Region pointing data
--*--

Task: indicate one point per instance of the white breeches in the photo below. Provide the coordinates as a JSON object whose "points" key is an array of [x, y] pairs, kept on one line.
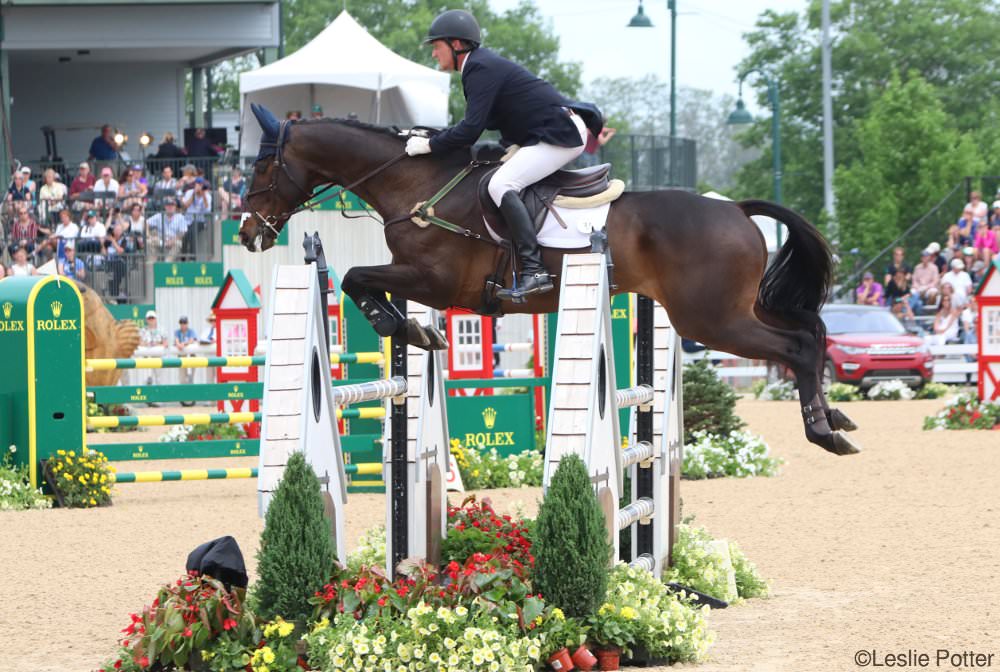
{"points": [[531, 164]]}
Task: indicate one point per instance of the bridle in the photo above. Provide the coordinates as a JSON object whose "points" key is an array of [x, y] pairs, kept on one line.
{"points": [[274, 222]]}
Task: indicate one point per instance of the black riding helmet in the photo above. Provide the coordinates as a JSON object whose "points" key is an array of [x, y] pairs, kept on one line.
{"points": [[455, 24]]}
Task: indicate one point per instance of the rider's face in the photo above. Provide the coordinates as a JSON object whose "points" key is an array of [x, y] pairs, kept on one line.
{"points": [[442, 54]]}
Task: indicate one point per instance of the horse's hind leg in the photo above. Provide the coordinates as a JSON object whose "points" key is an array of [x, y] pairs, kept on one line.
{"points": [[799, 350]]}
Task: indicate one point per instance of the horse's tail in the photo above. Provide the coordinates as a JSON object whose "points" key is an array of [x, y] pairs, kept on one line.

--*--

Aim of the task ▸ Please give every line above again word for word, apart from the pictures.

Response to the task ▸
Task: indicate one point per instance of the white breeches in the photo below. Provide the coordinates as a JSON object whose "points" key is an array of [x, y] pairs, kept on one line.
{"points": [[531, 164]]}
Task: indicate one point per instance of the bridle in the photo above. Provide the coordinates as a JSON object whose "points" key is an array of [x, y] pairs, kept on one line.
{"points": [[274, 222]]}
Task: indicate one point per instance of the black riding helmet in the photo above. Provide the coordinates as a JSON object whose "points" key is an array of [x, y] pairs, kept on one line.
{"points": [[455, 24]]}
Task: indicate one point per instance of the rider's face in the photo above. Provide the coordinates as a JSON object whose "points" key is an array of [x, y] pairs, kept on one line.
{"points": [[442, 54]]}
Task: indicate one point per instance of the horse's hind leg in the photo above. Provide the coordinates as a JSON object whose "points" key is an array of [x, y] pairs, kept on one line.
{"points": [[799, 350]]}
Task: indicate one point per instance of the horse's tail in the photo above. Provide the coordinates as a JSON object whose "points" key is an array of [x, y] pairs, kept on one line.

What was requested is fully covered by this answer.